Task details -
Locate each line in the items below that contains the word "black" and copy those lines out in full. Only an exact match in uppercase and lowercase counts.

Task inputs -
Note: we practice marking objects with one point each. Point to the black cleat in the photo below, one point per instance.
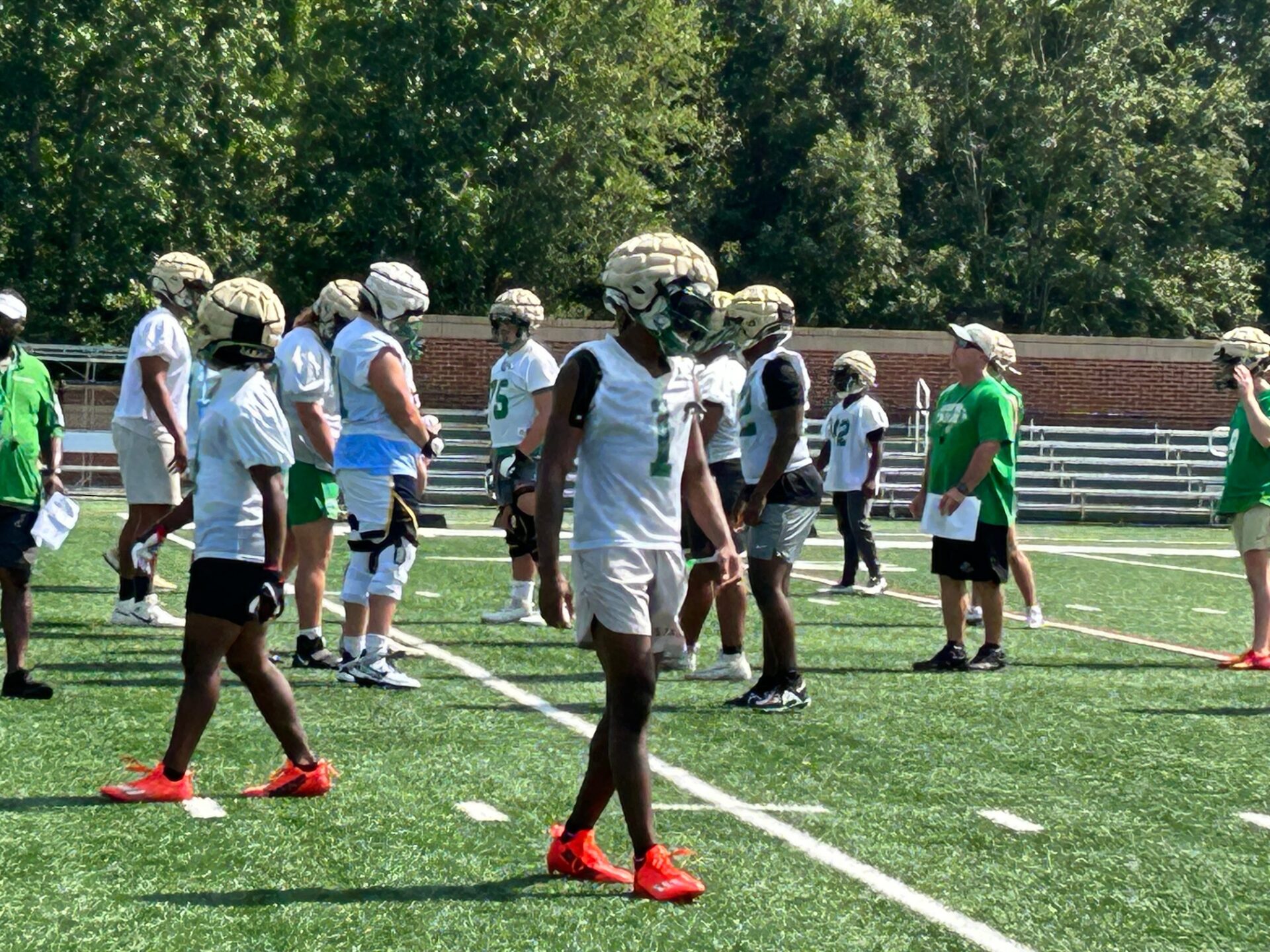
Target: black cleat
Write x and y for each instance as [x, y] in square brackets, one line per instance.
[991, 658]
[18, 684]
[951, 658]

--

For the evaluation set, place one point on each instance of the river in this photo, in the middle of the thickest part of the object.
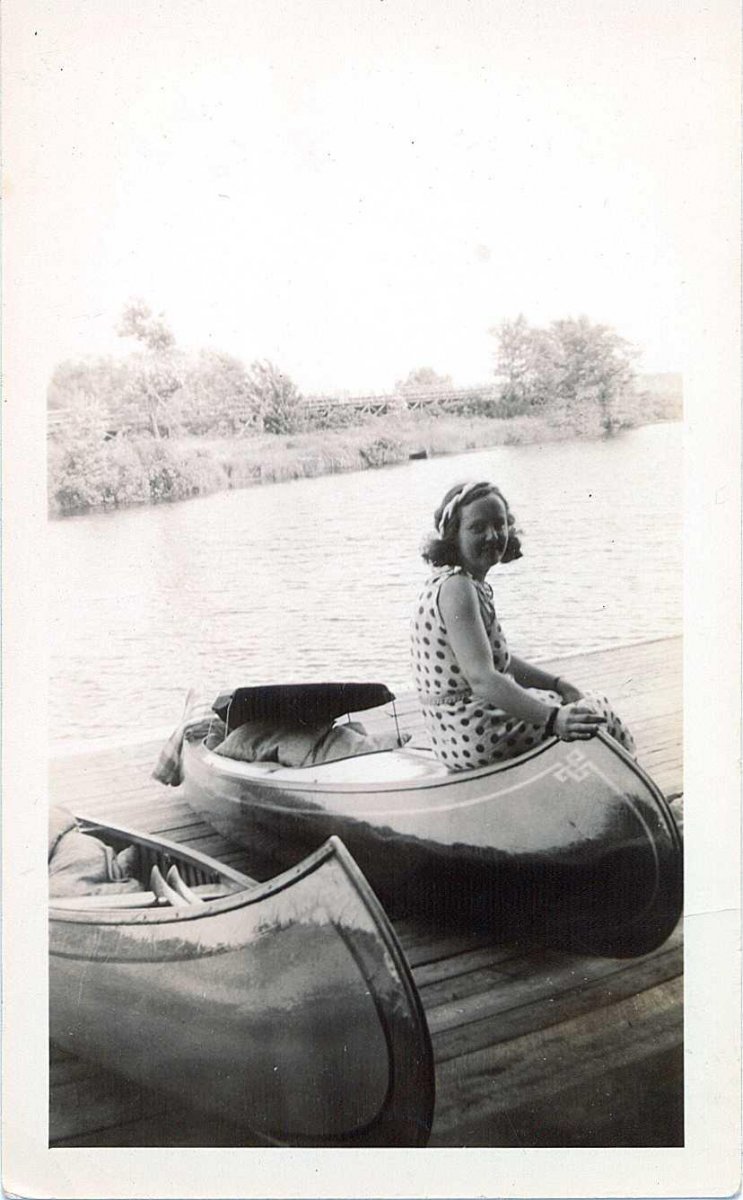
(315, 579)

The reply -
Note: we practice marking objects with one point each. Point to the black cleat in the photo below, one point per instance.
Target: black cleat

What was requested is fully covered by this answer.